:: DOCUMENT SEGMENT ::
┏━━
Normalizer of a Subgroup - Definition and Key Theorems
Normalizer of a Subgroup
Normalizer of a Subgroup is a critical concept in Abstract Algebra. Historically, it was introduced as a part of group theory to explore the structural relationships within groups. The importance of the Normalizer of a Subgroup lies in its ability to identify elements that preserve subgroup structure under conjugation, thus aiding in advanced mathematical studies and research.
What You Will Learn?
┗━━
:: EXERCISE TASKS ::
**1.** In the normalizer page, starting with "Normalizer of a Subgroup - Definition" and going on through "You Will Learn?", write the passage out again and swap "group theory" for "the theory of groups".
**2.** According to the normalizer page, what was the normalizer of a subgroup historically introduced to explore?

:: MATERIAL ::
┏━━
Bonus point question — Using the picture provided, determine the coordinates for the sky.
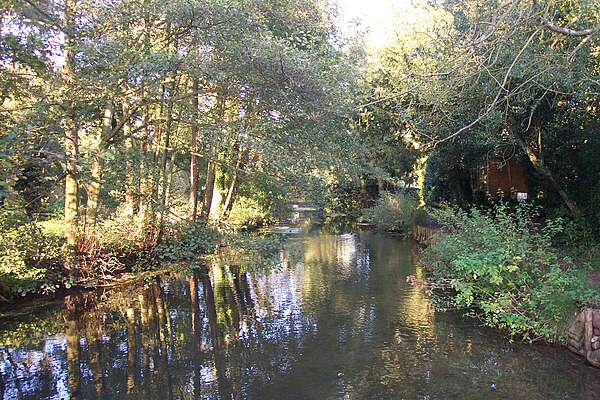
┗━━
:: ANSWER SET ::
**1.**
Normalizer of a Subgroup - Definition and Key Theorems
Normalizer of a Subgroup
Normalizer of a Subgroup is a critical concept in Abstract Algebra. Historically, it was introduced as a part of the theory of groups to explore the structural relationships within groups. The importance of the Normalizer of a Subgroup lies in its ability to identify elements that preserve subgroup structure under conjugation, thus aiding in advanced mathematical studies and research.
What You Will Learn?

**2.** The structural relationships within groups.